QUÉ DEBE HACER ->
Vuelva a escribir sin ningún cambio las líneas que van desde la que contiene "find | black tire" hasta la que contiene "column 244, row 221", ambas incluidas.

DATOS DEL EJERCICIO ->
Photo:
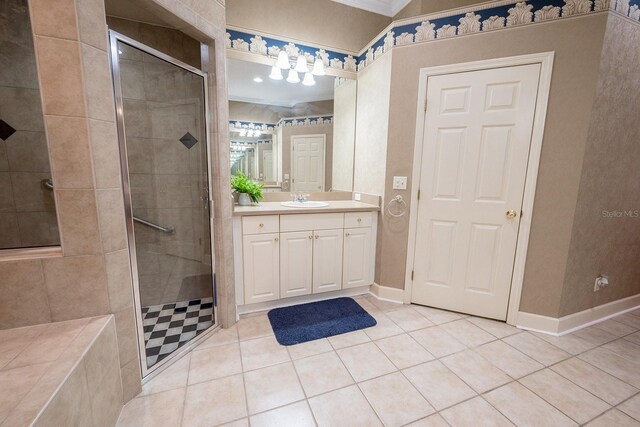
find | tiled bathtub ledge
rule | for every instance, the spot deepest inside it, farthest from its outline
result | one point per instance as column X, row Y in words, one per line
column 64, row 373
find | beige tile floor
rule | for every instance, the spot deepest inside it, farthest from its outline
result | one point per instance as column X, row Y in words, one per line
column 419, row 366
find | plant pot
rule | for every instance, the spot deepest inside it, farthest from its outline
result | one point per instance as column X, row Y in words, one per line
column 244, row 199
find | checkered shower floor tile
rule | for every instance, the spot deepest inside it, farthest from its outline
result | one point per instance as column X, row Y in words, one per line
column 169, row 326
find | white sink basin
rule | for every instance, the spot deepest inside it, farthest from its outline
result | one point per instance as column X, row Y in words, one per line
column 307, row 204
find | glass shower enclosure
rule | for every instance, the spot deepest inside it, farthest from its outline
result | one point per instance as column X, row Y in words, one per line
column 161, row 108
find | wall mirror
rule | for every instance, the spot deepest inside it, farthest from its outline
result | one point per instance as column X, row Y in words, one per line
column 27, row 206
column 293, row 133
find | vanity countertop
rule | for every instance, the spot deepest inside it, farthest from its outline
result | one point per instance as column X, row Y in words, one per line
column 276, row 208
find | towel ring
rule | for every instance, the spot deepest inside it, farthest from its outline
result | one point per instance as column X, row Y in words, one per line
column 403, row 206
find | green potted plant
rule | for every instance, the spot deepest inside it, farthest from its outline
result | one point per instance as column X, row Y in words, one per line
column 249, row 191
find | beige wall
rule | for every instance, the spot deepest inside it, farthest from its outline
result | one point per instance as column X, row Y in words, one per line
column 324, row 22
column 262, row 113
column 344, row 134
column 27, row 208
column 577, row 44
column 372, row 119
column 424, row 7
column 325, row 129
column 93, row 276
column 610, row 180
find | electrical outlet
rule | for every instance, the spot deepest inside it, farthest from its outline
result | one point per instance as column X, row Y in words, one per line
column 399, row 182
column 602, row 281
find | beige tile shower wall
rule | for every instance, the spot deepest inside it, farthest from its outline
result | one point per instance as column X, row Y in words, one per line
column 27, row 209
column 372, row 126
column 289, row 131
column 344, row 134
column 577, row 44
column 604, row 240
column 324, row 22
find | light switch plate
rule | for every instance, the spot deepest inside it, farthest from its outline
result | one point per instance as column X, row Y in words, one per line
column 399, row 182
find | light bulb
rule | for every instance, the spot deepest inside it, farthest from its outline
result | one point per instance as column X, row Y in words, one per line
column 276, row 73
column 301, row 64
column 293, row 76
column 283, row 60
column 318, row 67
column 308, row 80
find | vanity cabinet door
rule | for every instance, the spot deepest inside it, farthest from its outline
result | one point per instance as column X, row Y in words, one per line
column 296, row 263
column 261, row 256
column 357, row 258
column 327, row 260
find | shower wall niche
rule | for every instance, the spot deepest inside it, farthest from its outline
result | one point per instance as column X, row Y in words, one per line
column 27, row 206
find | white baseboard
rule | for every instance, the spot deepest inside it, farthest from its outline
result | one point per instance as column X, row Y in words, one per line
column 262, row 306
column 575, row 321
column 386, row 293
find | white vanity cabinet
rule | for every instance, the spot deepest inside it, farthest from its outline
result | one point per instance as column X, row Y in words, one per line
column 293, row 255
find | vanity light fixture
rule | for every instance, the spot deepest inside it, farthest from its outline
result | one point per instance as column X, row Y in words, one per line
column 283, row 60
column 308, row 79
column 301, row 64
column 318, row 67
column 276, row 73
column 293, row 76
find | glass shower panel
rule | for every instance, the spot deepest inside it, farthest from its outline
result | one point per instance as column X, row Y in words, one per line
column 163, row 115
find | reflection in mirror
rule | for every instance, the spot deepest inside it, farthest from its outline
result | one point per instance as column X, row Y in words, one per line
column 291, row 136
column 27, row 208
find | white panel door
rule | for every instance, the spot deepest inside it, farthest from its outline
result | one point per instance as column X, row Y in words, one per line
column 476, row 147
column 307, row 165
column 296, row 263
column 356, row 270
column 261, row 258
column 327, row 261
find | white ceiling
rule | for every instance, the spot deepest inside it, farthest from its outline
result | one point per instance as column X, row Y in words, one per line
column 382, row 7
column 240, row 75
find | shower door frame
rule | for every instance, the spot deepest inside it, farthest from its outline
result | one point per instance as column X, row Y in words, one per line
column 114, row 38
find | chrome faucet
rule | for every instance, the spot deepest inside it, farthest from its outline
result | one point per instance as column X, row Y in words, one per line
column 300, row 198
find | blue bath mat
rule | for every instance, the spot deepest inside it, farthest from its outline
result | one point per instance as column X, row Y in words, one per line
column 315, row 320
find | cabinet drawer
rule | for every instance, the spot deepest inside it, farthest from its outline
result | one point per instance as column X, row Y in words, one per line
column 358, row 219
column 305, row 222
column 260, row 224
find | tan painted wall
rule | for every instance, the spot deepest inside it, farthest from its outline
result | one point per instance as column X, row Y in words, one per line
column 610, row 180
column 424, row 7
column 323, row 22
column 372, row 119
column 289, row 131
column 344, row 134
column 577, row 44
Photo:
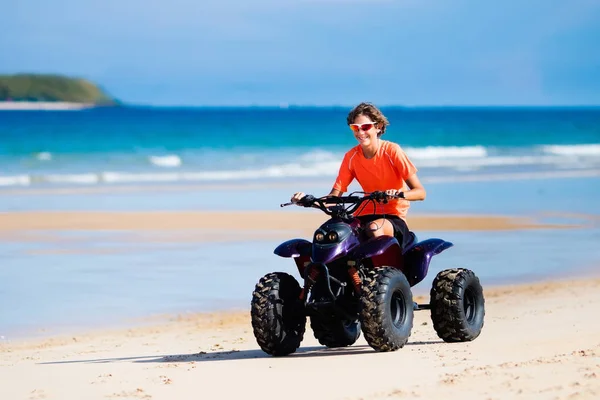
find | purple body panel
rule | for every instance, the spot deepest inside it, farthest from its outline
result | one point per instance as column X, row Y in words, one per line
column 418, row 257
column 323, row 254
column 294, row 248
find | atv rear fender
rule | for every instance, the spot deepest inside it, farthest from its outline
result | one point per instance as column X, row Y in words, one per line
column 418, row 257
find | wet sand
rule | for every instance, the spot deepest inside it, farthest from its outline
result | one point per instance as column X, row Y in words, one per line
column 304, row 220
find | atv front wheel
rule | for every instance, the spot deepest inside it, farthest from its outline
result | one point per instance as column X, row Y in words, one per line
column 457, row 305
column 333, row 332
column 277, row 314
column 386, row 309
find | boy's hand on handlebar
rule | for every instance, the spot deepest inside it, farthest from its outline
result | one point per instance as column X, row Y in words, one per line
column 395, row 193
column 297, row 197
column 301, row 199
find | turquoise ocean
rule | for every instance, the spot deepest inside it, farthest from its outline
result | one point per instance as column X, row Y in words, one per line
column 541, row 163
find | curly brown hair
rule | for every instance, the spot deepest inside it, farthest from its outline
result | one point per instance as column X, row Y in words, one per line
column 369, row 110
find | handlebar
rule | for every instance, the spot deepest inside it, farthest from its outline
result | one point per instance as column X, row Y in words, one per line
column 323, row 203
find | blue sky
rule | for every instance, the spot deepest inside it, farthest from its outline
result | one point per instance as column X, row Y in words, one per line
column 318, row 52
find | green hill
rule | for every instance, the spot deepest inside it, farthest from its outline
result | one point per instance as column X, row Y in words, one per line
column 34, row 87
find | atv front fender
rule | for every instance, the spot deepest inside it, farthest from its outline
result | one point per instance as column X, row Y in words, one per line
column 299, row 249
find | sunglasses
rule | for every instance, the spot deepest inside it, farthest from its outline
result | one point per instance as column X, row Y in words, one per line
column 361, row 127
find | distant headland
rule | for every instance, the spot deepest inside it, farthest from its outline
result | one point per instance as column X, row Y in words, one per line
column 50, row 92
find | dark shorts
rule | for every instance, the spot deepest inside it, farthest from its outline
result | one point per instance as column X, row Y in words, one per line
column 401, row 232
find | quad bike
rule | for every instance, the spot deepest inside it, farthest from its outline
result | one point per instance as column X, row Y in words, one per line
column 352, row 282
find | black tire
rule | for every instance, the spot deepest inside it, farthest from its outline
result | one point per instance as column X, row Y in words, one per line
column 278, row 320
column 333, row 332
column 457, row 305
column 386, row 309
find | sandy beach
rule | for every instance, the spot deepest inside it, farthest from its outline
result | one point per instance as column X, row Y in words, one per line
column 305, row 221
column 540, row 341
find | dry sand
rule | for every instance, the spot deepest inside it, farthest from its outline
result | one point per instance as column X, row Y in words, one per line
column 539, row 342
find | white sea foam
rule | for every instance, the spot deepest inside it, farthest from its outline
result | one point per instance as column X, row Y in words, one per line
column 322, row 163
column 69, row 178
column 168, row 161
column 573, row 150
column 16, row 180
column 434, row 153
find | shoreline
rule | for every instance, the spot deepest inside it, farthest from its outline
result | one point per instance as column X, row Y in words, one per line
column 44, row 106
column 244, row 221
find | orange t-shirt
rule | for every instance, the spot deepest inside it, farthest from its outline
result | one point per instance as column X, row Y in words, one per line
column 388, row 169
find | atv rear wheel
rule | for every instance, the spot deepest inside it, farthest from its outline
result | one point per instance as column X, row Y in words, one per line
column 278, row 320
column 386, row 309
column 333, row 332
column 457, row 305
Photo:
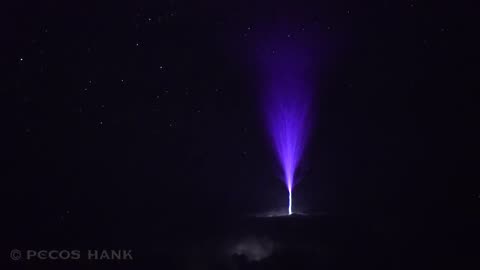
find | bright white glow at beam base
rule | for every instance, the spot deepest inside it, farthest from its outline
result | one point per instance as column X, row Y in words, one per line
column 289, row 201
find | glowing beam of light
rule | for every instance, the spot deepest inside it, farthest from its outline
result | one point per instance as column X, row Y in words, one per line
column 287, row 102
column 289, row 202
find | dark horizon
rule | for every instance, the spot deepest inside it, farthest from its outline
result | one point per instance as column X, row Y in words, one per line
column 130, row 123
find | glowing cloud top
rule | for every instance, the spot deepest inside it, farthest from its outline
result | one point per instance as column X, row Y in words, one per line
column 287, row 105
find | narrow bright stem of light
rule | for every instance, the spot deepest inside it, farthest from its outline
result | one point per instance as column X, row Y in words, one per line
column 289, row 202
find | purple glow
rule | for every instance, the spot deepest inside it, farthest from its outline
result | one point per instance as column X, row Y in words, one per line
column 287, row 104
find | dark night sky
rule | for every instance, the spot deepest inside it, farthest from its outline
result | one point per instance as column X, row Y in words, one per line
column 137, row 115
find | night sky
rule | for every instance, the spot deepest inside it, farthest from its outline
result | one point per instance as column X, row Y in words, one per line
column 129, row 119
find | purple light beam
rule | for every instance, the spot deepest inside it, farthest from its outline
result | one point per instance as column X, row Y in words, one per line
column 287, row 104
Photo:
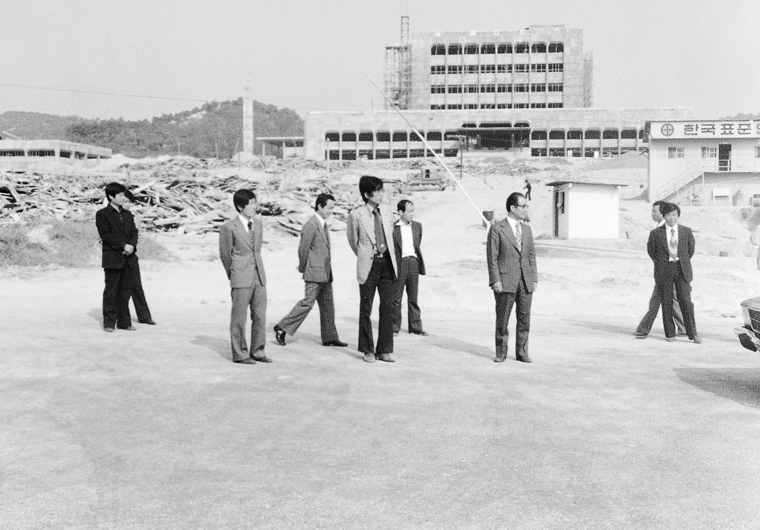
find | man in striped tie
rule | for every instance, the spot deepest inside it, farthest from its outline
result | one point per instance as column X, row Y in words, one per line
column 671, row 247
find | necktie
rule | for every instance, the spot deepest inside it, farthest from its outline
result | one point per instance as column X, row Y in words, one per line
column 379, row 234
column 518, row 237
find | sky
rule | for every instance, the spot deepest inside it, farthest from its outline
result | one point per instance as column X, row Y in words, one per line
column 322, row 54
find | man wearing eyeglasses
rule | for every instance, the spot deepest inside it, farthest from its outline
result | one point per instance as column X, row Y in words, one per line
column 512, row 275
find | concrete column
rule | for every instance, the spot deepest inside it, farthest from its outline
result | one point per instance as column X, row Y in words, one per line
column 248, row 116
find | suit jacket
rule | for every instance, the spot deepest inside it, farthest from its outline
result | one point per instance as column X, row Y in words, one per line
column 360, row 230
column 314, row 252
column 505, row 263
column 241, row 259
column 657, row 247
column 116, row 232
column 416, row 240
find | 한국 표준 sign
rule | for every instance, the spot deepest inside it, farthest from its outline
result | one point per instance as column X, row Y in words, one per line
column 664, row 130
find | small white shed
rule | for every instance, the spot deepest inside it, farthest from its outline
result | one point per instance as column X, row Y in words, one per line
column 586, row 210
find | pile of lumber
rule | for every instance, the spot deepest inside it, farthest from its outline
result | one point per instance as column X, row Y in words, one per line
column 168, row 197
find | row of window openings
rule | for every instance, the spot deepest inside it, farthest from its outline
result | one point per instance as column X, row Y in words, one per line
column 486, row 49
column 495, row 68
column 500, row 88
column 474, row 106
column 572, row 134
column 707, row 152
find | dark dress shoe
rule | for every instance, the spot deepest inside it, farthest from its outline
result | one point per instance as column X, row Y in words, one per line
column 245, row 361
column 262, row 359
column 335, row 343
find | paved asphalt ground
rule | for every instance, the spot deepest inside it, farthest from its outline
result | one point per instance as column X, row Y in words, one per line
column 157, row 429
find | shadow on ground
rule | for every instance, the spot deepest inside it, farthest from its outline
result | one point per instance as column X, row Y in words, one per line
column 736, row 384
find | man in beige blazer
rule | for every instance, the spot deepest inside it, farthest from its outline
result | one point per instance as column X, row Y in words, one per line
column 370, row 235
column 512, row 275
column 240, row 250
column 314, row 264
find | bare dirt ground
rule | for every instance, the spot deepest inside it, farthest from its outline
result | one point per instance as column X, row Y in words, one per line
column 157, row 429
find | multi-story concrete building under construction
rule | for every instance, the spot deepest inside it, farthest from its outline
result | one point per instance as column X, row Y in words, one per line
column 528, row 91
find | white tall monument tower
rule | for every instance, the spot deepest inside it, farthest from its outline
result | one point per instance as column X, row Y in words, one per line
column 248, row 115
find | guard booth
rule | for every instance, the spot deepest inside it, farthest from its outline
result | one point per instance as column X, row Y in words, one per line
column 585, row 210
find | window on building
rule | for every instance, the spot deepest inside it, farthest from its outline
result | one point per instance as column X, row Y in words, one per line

RESPUESTA ESPERADA ->
find | black tire
rule | for every instance, the spot deepest inside it, farthest from its outline
result | one point per instance as column X, row Y in words, one per line
column 278, row 320
column 333, row 332
column 457, row 305
column 386, row 309
find | sandy beach
rule | for every instance, the spot deepest inside it, farthest from its outline
result | one point per instance as column X, row Y in words, one per line
column 305, row 221
column 540, row 341
find | dry sand
rule | for every instance, the spot deepest inside it, farthest from its outline
result | one point per instance as column X, row Y in words, one per line
column 539, row 342
find | white sea foam
rule | for every instance, the spot deepest inside it, farthest from its outline
result | one point per instance as column X, row Y in words, one per line
column 322, row 163
column 69, row 178
column 168, row 161
column 573, row 150
column 16, row 180
column 434, row 153
find | shoreline
rule | for every instance, the spot deepest inside it, farthest from its outline
result | one point per instance as column X, row Y in words, one per line
column 44, row 106
column 244, row 221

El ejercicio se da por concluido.